— start of Provided material —
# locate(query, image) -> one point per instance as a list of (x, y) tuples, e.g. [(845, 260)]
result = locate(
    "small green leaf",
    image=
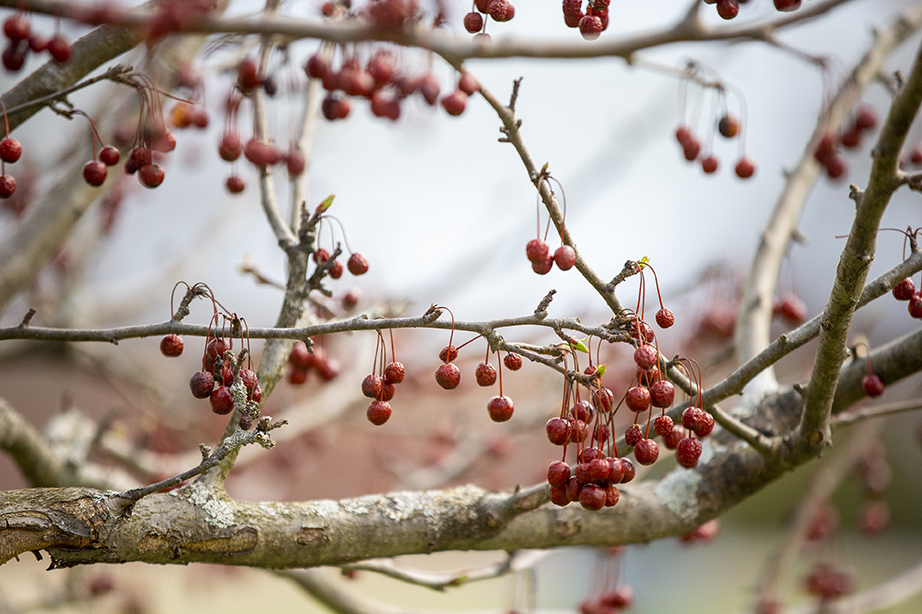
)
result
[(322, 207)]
— end of Provided material —
— start of Provided material —
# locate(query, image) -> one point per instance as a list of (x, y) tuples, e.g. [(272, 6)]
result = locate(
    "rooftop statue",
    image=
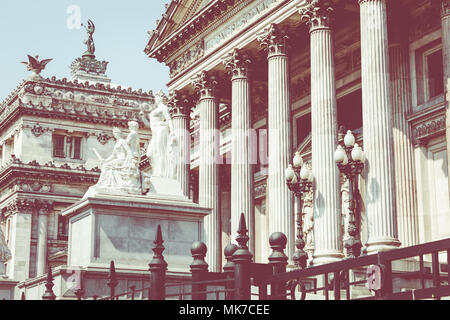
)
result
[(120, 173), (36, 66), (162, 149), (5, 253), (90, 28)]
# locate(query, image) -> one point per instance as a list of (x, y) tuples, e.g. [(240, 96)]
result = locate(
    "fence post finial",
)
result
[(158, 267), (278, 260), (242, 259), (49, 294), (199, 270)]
— end of Provided material —
— start of Provided material —
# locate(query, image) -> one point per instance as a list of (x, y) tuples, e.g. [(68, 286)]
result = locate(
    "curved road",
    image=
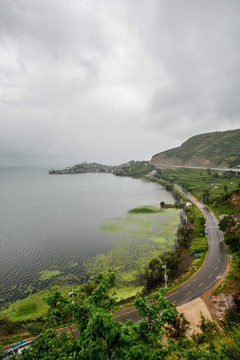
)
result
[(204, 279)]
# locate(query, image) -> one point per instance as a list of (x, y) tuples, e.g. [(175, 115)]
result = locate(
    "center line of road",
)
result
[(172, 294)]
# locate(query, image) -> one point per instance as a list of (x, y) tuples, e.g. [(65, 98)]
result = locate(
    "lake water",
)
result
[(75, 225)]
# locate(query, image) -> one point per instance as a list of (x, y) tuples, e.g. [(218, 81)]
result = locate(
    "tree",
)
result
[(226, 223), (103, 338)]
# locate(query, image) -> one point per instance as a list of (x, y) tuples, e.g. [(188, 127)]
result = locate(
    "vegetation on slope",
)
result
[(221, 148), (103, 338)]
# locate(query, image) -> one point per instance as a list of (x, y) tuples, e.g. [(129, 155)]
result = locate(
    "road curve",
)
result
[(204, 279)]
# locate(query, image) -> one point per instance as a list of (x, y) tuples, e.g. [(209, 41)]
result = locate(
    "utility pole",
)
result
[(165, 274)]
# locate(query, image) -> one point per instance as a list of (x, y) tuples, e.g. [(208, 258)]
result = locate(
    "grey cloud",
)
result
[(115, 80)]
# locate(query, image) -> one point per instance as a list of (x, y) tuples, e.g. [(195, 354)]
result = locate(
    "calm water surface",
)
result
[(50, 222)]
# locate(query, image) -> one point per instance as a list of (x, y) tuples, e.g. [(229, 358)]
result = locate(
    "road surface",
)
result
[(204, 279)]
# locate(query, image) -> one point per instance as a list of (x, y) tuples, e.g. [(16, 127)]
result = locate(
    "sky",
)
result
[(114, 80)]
— end of Provided material —
**Description of the task:** In everything from the line containing "e.g. [(845, 260)]" down to the line containing "[(322, 207)]", swap "green" for "yellow", keeping all else unchanged. Leave the pictures out of your answer.

**Solution to the problem:**
# locate(query, image) -> one point per instance as a list of (x, y) tuples, e.g. [(845, 260)]
result = locate(
    "small yellow leaf",
    image=
)
result
[(322, 207)]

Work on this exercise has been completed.